Document extract START
MHAM: ‘Maniac’ (2019) Presents a Down-to-Earth Depiction of Borderline Personality Disorder in an Otherwise Outlandish World

This article contains spoilers.

There is something overwhelmingly lonely about suffering from a condition that is so misunderstood, so feared and so shrouded in stigma that you could go your whole life without seeing it depicted accurately on TV.

Those of us with Borderline Personality Disorder know this all too well. When it comes to watching ourselves on screen, we can pick from two equally miserable options. Option A includes a plethora of unfair portrayals that reduce us to a tired set of tropes. Characters with BPD (and women in particular) are viewed as cold, narcissistic, abusive and sexually deviant, sometimes all at once — and they’re rarely protagonists, instead relegated to crazy exes or quirky side characters. Option B are the characters who are semi-relatable — they might have traits of BPD, but this is never confirmed, with writers not wanting to label them with such a stigmatised condition. More often than not, filmmakers don’t bother at all, instead opting to depict more ‘palatable’ conditions like depression and anxiety.
Document extract END
## Exercise details
In the article on "Maniac," substitute "isolating" for "lonely" and rewrite the passage starting at "MHAM: ‘Maniac’ (2019)" and ending at "accurately on TV.".
Dataset excerpts START
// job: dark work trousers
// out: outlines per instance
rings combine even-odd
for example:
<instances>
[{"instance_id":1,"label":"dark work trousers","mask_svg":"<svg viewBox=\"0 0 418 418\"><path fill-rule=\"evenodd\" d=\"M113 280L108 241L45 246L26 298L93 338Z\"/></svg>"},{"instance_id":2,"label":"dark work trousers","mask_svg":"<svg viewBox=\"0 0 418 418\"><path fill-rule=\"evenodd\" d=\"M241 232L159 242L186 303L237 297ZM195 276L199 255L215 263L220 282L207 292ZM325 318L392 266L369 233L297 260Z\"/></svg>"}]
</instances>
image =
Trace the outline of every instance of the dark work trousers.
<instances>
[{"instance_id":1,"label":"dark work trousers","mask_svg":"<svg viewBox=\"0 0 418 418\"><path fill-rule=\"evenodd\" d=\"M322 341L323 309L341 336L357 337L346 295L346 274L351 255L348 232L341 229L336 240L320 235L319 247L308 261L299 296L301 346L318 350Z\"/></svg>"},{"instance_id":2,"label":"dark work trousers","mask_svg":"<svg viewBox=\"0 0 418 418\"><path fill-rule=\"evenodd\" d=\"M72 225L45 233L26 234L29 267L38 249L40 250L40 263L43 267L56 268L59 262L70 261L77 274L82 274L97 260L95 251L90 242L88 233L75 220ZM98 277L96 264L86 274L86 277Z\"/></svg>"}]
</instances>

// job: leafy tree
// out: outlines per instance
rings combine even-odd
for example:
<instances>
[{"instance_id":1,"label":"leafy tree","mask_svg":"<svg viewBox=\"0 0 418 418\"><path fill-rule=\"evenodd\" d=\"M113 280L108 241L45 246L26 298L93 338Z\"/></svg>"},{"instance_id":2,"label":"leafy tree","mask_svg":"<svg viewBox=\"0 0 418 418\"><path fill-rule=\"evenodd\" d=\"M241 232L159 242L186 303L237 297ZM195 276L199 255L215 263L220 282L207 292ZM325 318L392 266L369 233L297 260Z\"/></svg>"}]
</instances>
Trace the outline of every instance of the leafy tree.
Dataset excerpts END
## Task result
MHAM: ‘Maniac’ (2019) Presents a Down-to-Earth Depiction of Borderline Personality Disorder in an Otherwise Outlandish World

This article contains spoilers.

There is something overwhelmingly isolating about suffering from a condition that is so misunderstood, so feared and so shrouded in stigma that you could go your whole life without seeing it depicted accurately on TV.